# INSTRUÇÕES:
1. Transcreva sem alterações as linhas dos registos, começando na linha que contém "the blue sky?" e parando depois da linha que contém "POLYGON ((228 128, 482".
2. Retome a conversa do fórum sobre a calha de LED para tartarugas, prosseguindo a partir da última frase apresentada.

# DOCUMENTO:
·····
# AQUARIOFILIA MARINHA > DIY - Faça Você Mesmo >  OFF-Topic - Calha tartarugas a LED

## JoaoCAlves

Boas.

Isto é apenas uma ideia, para quem é "forçado" a ter tartarugas como eu!  :yb624: 

Ficou com dois EPILEDS de 10W cada, um CW e um UV.

Ficam fotos:

















Abraço

----------


## Raul Bernardino

Uma curiosidade minha:

Qual a duração de um led uv? Substitui uma lâmpada iv para tratar aguas?


Abraço

----------


## JoaoCAlves

Boas.

A duração do led penso que seja igual aos outros, há volta de 50000 horas.

Este led emite nos 402nm, muito acima do que me parece ser usado para esse fim.

Pelo que li, para desinfecção usa-se UVB e até UVC, ou seja, 280nm e 180nm aproximadamente.
·····
# CONJUNTO DE REGISTOS:
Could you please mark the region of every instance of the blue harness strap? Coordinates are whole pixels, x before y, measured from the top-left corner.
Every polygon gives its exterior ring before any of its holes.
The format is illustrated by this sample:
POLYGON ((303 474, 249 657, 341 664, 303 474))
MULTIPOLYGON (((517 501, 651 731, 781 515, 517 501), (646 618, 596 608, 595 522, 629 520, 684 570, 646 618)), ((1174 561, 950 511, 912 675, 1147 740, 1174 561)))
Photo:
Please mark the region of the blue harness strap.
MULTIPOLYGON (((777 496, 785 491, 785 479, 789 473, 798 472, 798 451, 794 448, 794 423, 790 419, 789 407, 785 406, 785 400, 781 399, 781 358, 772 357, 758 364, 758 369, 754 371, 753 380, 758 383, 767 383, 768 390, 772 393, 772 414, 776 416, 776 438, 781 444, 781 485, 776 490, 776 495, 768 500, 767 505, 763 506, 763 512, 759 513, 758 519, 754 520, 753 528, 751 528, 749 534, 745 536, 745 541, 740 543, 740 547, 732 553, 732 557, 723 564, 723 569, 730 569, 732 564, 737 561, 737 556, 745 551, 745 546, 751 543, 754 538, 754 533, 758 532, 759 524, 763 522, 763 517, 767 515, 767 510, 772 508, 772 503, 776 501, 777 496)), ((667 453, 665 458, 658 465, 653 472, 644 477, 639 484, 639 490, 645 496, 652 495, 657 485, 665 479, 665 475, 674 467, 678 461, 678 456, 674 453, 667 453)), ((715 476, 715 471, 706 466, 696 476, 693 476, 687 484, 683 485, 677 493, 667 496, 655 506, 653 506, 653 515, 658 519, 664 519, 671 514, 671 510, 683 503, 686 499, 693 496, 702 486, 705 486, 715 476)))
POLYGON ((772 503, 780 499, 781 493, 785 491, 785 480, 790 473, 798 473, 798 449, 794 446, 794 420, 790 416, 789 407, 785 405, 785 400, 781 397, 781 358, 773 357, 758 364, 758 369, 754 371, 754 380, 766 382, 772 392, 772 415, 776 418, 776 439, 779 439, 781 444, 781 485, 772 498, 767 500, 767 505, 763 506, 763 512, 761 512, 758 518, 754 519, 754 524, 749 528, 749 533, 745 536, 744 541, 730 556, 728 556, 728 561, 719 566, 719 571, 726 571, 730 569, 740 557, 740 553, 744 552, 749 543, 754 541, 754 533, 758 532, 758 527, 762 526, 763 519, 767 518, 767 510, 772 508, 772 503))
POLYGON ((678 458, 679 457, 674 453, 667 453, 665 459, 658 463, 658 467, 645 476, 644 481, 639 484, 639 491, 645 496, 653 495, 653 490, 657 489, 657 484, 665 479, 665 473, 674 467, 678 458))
·····
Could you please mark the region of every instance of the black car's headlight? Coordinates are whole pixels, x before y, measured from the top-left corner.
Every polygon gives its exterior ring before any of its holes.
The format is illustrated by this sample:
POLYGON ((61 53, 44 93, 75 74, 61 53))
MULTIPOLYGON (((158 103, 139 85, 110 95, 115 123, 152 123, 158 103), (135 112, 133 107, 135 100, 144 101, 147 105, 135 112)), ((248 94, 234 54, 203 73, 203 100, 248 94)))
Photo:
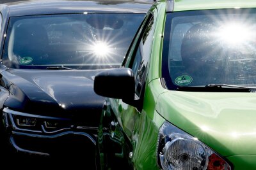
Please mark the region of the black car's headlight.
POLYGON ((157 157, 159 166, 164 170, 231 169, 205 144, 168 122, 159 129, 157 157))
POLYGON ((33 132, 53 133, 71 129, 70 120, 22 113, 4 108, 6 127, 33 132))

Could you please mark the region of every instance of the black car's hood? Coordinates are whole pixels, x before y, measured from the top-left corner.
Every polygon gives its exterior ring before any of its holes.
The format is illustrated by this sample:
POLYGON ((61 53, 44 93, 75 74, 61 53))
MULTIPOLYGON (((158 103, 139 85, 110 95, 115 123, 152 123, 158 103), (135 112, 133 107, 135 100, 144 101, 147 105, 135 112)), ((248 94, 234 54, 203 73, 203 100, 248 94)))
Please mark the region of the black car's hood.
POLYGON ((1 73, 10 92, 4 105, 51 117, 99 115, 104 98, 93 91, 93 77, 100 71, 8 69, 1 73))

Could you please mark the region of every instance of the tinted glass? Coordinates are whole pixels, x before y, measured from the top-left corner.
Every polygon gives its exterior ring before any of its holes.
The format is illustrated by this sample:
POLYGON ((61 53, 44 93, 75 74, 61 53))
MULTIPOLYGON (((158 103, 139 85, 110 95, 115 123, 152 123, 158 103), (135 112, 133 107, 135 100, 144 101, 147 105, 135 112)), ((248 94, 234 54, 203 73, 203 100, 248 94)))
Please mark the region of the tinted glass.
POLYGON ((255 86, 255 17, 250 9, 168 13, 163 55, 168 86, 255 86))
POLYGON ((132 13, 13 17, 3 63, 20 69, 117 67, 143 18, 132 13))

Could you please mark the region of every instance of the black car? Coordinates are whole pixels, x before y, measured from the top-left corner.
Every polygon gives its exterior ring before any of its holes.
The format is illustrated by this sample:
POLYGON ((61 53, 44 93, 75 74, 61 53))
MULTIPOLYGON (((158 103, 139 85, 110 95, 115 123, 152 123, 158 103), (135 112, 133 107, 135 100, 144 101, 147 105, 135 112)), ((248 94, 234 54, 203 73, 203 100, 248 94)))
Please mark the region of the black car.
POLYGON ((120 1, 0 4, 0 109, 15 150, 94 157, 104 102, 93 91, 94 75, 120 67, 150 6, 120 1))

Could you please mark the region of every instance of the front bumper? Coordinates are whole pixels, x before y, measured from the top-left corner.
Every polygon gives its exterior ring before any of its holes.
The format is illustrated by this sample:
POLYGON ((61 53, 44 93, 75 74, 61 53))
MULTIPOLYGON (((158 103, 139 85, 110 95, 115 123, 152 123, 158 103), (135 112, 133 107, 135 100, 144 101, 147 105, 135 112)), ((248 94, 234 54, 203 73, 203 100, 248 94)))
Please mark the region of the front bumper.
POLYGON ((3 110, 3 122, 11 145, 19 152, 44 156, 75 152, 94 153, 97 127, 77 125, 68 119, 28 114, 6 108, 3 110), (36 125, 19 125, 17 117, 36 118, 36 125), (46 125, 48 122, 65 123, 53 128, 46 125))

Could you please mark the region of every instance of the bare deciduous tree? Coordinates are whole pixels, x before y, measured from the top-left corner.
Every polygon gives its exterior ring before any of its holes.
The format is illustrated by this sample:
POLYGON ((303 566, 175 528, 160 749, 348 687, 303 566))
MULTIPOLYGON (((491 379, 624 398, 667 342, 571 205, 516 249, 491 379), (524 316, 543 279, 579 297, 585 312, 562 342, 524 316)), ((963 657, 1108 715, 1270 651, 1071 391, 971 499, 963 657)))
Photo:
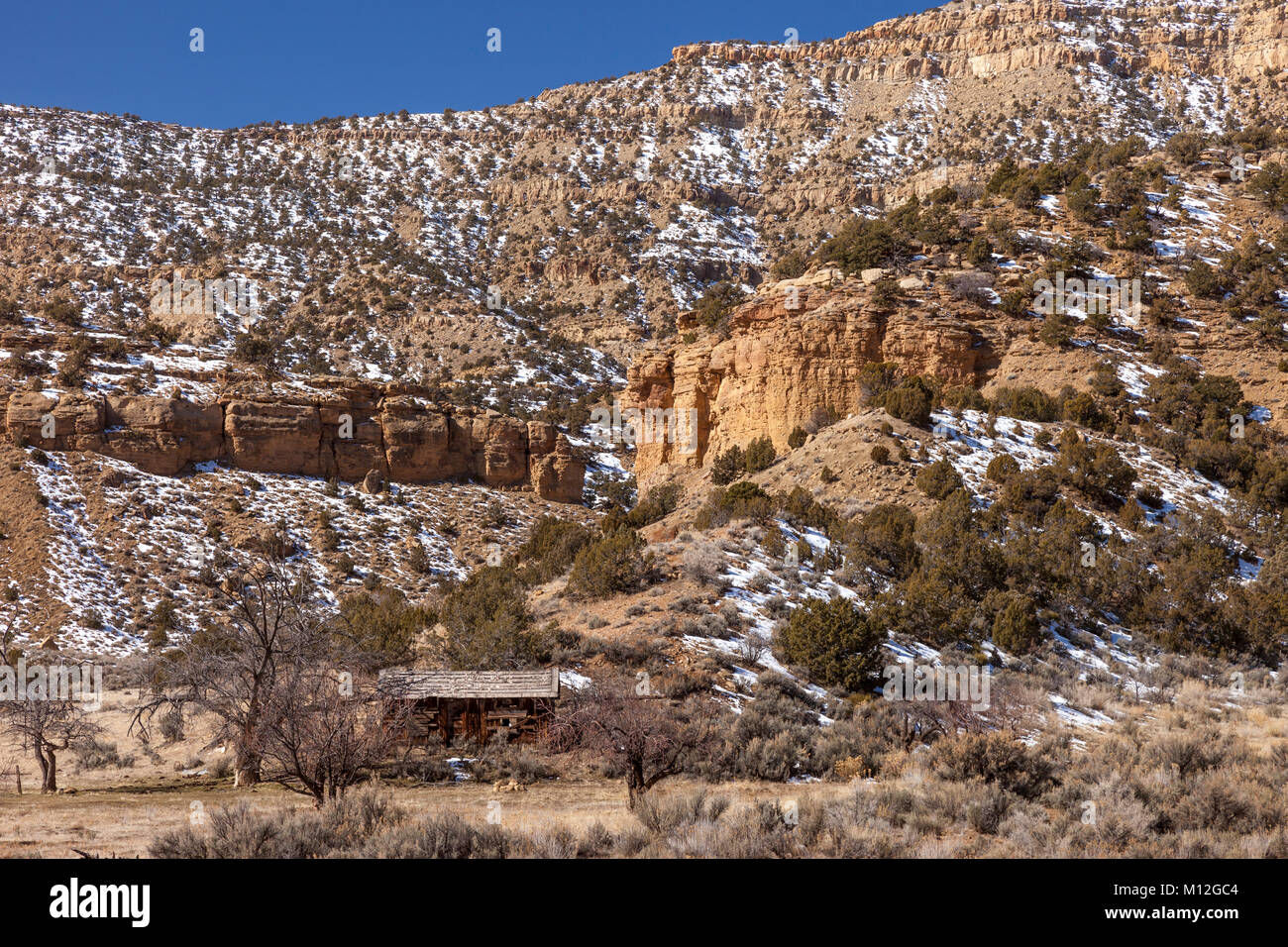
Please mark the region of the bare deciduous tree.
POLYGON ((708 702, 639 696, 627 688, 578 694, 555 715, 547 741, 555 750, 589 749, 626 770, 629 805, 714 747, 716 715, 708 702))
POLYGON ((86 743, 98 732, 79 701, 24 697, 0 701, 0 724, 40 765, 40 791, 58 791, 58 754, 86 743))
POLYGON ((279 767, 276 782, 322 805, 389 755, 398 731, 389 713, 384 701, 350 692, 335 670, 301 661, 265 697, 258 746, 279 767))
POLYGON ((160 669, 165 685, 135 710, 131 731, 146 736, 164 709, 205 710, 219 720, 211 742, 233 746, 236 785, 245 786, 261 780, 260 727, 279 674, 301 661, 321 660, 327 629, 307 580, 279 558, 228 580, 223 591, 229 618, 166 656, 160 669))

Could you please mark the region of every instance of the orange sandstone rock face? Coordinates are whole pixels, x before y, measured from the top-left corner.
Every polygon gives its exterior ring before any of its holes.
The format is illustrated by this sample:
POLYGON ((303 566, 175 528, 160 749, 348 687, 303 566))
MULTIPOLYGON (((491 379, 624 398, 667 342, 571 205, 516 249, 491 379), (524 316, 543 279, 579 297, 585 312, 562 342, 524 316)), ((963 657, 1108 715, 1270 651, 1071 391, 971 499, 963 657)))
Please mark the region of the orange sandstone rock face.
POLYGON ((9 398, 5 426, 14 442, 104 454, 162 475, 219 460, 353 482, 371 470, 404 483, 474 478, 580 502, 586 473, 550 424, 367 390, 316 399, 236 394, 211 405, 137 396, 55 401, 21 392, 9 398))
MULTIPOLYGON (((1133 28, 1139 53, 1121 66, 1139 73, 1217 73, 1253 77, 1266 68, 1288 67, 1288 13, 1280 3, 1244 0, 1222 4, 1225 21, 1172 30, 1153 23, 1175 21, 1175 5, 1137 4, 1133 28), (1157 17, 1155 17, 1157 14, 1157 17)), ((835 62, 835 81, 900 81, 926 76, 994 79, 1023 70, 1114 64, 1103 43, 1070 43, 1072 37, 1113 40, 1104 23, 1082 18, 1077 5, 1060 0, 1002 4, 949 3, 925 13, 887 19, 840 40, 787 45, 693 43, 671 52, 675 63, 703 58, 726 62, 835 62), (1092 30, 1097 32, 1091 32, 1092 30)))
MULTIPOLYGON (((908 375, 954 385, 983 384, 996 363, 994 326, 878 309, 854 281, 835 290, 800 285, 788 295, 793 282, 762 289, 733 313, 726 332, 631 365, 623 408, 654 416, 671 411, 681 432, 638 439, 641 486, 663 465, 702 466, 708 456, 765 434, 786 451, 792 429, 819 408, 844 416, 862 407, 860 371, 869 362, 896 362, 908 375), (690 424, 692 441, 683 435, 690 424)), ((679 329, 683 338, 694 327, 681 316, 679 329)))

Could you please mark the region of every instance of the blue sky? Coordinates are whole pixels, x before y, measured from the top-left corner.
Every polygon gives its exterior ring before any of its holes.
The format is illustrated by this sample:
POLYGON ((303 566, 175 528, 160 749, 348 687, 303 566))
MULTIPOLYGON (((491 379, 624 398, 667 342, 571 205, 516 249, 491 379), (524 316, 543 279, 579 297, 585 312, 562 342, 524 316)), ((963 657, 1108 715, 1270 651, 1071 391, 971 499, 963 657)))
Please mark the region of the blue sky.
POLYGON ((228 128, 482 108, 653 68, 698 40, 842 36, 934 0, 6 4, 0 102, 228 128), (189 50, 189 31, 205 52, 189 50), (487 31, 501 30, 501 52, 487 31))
·····
# LISTA DE RESPOSTAS:
1.
Could you please mark the region of every instance of the blue sky? Coordinates are whole pixels, x before y, measured from the top-left corner.
Every polygon gives its exterior ring before any of its holes.
The format is illustrated by this sample:
POLYGON ((303 566, 175 528, 160 749, 348 687, 303 566))
MULTIPOLYGON (((491 379, 624 398, 667 342, 571 205, 516 249, 491 379), (524 316, 543 279, 579 297, 585 312, 562 342, 524 316)), ((963 657, 1108 715, 1270 651, 1071 391, 971 499, 963 657)))
Please mark the region of the blue sky.
POLYGON ((228 128, 482 108, 653 68, 698 40, 842 36, 934 0, 6 4, 0 102, 228 128), (189 50, 189 31, 205 52, 189 50), (487 31, 501 30, 501 52, 487 31))

2.
Mas li isto pela net, pode tar errado.

Essa é agora a minha preocupação, ter UVB nas tartarugas. Elas precisam dele por causa da formação da carapaça. Já encontrei led's UVB nos 310nm, mas os preços são proibitivos.

Para já, tenho que dar vitamina D3 de alguma forma à tartaruga, para compensar a falta de UVB.

Mas esta questão, parece-me que vai tornar inviavel a opção de uma luz total a led para tartarugas.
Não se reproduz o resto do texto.